[Excerpts of pointing data]
# # #

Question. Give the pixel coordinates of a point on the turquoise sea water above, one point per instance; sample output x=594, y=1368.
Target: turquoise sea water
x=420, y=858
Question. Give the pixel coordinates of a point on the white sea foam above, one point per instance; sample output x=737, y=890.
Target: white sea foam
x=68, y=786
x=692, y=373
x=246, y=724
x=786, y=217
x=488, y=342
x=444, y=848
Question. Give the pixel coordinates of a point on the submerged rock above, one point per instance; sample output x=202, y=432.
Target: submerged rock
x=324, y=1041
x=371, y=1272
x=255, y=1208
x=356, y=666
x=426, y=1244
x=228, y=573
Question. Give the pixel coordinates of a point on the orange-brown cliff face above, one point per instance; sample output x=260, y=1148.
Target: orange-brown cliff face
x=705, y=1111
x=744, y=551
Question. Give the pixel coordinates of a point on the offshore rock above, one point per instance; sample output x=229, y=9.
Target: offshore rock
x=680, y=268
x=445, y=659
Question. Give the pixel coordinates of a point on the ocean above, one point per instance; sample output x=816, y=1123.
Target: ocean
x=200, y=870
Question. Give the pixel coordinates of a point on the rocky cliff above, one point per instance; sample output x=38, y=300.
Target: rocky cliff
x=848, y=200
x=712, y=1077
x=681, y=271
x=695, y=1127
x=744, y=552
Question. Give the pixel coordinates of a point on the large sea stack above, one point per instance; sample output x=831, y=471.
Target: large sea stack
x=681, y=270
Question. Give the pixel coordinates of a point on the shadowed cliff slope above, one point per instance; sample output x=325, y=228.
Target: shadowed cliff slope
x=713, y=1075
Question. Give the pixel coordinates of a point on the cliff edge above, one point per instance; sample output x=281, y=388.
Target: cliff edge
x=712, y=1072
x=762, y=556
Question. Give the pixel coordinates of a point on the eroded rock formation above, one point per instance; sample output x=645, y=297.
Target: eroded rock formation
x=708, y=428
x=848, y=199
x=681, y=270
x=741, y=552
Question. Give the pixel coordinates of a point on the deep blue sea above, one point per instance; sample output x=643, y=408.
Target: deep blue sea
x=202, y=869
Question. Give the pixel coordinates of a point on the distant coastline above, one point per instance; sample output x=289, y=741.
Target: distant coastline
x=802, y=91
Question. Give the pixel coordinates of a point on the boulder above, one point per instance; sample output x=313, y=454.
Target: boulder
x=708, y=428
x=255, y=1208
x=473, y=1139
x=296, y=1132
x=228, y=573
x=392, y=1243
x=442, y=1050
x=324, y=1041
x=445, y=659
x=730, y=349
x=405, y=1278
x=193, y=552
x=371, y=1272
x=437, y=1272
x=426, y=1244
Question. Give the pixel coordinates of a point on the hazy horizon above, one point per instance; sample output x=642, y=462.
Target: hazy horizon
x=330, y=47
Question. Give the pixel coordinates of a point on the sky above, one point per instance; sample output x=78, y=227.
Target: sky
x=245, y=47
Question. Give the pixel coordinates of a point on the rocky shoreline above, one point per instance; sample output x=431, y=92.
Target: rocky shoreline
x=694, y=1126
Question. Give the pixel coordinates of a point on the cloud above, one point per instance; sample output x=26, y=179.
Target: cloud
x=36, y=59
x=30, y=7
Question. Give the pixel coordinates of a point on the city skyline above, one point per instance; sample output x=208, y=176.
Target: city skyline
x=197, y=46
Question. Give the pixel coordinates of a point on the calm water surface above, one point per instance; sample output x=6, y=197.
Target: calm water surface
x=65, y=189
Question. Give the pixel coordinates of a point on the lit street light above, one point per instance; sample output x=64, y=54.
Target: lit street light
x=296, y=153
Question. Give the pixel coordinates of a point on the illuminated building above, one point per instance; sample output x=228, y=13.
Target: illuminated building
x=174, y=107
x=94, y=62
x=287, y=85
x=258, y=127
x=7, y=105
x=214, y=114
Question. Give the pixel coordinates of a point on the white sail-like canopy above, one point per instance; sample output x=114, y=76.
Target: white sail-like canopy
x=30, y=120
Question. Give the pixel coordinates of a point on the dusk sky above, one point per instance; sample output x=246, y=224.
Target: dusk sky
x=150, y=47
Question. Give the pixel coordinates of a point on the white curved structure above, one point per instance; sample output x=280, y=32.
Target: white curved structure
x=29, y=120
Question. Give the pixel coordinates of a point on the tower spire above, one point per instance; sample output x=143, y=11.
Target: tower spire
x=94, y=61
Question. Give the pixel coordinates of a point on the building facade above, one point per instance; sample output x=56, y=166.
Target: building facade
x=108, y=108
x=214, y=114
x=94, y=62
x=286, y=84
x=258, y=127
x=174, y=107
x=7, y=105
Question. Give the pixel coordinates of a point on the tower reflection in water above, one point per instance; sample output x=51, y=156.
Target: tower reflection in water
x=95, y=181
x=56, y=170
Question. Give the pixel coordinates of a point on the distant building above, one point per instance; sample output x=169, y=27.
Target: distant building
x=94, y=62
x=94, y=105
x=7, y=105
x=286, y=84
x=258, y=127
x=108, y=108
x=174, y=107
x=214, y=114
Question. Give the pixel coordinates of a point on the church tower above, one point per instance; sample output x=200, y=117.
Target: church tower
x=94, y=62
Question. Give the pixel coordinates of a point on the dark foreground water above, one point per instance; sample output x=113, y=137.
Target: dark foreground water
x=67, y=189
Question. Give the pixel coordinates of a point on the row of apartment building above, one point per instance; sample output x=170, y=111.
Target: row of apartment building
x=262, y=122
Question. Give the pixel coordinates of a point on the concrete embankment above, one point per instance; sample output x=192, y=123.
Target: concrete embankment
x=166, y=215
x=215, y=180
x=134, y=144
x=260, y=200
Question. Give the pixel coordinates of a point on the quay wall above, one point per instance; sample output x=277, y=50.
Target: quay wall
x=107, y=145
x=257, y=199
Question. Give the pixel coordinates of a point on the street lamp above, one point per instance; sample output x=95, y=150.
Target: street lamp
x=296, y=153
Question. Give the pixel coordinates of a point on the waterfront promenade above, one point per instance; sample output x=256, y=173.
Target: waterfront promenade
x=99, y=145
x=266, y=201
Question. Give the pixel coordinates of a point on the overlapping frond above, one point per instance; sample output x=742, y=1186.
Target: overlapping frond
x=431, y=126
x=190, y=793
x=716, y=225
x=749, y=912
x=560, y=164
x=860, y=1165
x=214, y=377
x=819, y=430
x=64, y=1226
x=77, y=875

# # #

Work to complete:
Please give back all of the records exactly as written.

Complete answer:
Question. Give the pixel coordinates of a point on the turquoise sea water above, one point per instance; sample output x=594, y=1368.
Target: turquoise sea water
x=420, y=858
Question. Give the pixel coordinates of a point on the white sea foam above, one point per instance; sample output x=737, y=890.
Target: white sea foam
x=68, y=786
x=692, y=373
x=246, y=724
x=786, y=217
x=488, y=342
x=444, y=848
Question. Give the pixel coordinates of a point on the submerged rock above, one point per instance; sample output x=202, y=432.
Target: submerged rock
x=324, y=1041
x=371, y=1272
x=255, y=1208
x=356, y=666
x=426, y=1244
x=228, y=573
Question. Give the pixel coordinates of a point on the orange-brown cliff face above, one point per instance; sample output x=260, y=1148.
Target: orange-brown cliff face
x=705, y=1111
x=744, y=551
Question. Give the pixel coordinates of a point on the offshore rock above, one point per instance; sample output x=229, y=9.
Target: offshore rock
x=680, y=268
x=445, y=659
Question. Give the pixel coordinates of a point on the ocean above, one point per instance; sample output x=816, y=1123.
Target: ocean
x=200, y=870
Question. Give the pixel coordinates of a point on the rocky cliff above, one point per instance; sample output x=38, y=300.
Target: rocky cliff
x=848, y=200
x=712, y=1077
x=681, y=271
x=695, y=1127
x=744, y=552
Question. Give the pixel coordinates of a point on the large sea stack above, one point per instance; sample output x=831, y=471.
Target: large sea stack
x=681, y=270
Question. Give the pixel coordinates of a point on the shadowed cliff slope above, one point per instance; sample output x=325, y=228.
Target: shadowed cliff slope
x=713, y=1075
Question. Give the pixel coordinates of a point on the cliff edge above, one point per instance; sample output x=281, y=388.
Target: cliff edge
x=712, y=1072
x=762, y=556
Question. Give the pixel coordinates of a point on the eroded rock formation above, one point per instance; sample output x=645, y=297.
Target: eroded rock formation
x=708, y=428
x=848, y=199
x=681, y=270
x=741, y=552
Question. Give the pixel coordinates of a point on the deep blue sea above, one point per instance; sample output x=643, y=408.
Target: deep blue sea
x=202, y=869
Question. Give the pixel coordinates of a point on the distant coastline above, one point per instance; sample output x=289, y=741.
Target: distant coastline
x=802, y=91
Question. Give the pixel coordinates of a point on the boulder above, one point per instance; sample output x=313, y=454.
Target: boulder
x=708, y=428
x=255, y=1208
x=473, y=1139
x=296, y=1132
x=228, y=573
x=392, y=1243
x=442, y=1050
x=324, y=1041
x=445, y=659
x=730, y=349
x=405, y=1278
x=193, y=552
x=371, y=1272
x=437, y=1272
x=426, y=1244
Question. Give the pixel coordinates of a point on the hazy horizon above, one point per instance; sample output x=642, y=462.
Target: hazy horizon
x=330, y=47
Question. Give the pixel coordinates of a point on the sky above, one point per instance; sample output x=78, y=227.
Target: sky
x=245, y=47
Question. Give the pixel coordinates of a point on the rocky shoreline above, one point per instance; sample output x=431, y=92.
Target: rocky shoreline
x=694, y=1126
Question. Give the pixel coordinates of a point on the cloud above, one point per instance; sample output x=26, y=179.
Target: cloud
x=36, y=59
x=30, y=7
Question. Give the pixel coordinates of a point on the city skyline above, one point per instance; sample output x=208, y=176.
Target: city skyline
x=197, y=46
Question. Give the pixel coordinates of a point on the calm water surface above, one point per instance; sample output x=6, y=197.
Target: calm water surface
x=65, y=189
Question. Give the pixel coordinates of a point on the lit street light above, one point per instance; sample output x=64, y=54.
Target: lit street light
x=296, y=153
Question. Give the pixel coordinates of a point on the illuminated building above, one point per instance; sample output x=228, y=13.
Target: illuminated building
x=174, y=107
x=94, y=62
x=287, y=85
x=258, y=127
x=7, y=105
x=214, y=114
Question. Give the pixel coordinates of a point on the white sail-like canopy above, one point per instance; sample output x=114, y=76.
Target: white sail-like canopy
x=30, y=120
Question. Give the pixel coordinates of a point on the dusk sky above, one point per instance; sample output x=246, y=224.
Target: dusk sky
x=150, y=47
Question. Give the pixel coordinates of a point on the white curved structure above, one point per instance; sample output x=280, y=32.
Target: white curved structure
x=29, y=120
Question. Give the pixel coordinates of a point on the tower spire above, one point per instance; sample output x=143, y=11.
Target: tower spire
x=94, y=61
Question. Give the pixel coordinates of a point on the building facade above, one point per instance; sample output x=56, y=166.
Target: building facade
x=108, y=108
x=214, y=114
x=94, y=62
x=286, y=84
x=258, y=127
x=174, y=107
x=7, y=105
Question. Give the pixel coordinates of a point on the tower reflection in water above, one point per instance; sample output x=51, y=156.
Target: tower reflection in water
x=95, y=181
x=56, y=170
Question. Give the pixel coordinates of a point on the distant building above, one point per instance; sample output x=169, y=27.
Target: distant building
x=94, y=62
x=94, y=105
x=7, y=105
x=286, y=84
x=258, y=127
x=108, y=108
x=174, y=107
x=214, y=114
Question. Give the pixel coordinates of a point on the church tower above, one point per instance; sample output x=200, y=117.
Target: church tower
x=94, y=62
Question. Give the pixel coordinates of a point on the dark foreground water above, one point per instance; sample output x=113, y=137.
Target: dark foreground water
x=67, y=189
Question. Give the pixel coordinates of a point on the row of apartment building above, one point per instance; sample output x=170, y=111.
Target: row of apartment building
x=262, y=122
Question. Give the pixel coordinates of a point on the concrete embankment above, one point per instance; sample output x=192, y=123.
Target: concrete embankment
x=166, y=215
x=215, y=180
x=134, y=144
x=260, y=200
Question. Give the pixel coordinates of a point on the quay wall above, one point per instance; sample output x=277, y=50.
Target: quay wall
x=107, y=145
x=257, y=199
Question. Give the pixel coordinates of a point on the street lamp above, one point per instance; sample output x=95, y=150.
Target: street lamp
x=296, y=153
Question. Give the pixel coordinates of a point on the waterfront promenade above, one point per instance; sample output x=256, y=173.
Target: waterfront promenade
x=99, y=145
x=266, y=201
Question. Give the pixel coordinates of a point on the overlapping frond above, one point per instance; sample output x=742, y=1186.
Target: overlapping frond
x=431, y=126
x=190, y=793
x=716, y=225
x=749, y=912
x=560, y=164
x=860, y=1165
x=214, y=377
x=819, y=430
x=64, y=1226
x=77, y=875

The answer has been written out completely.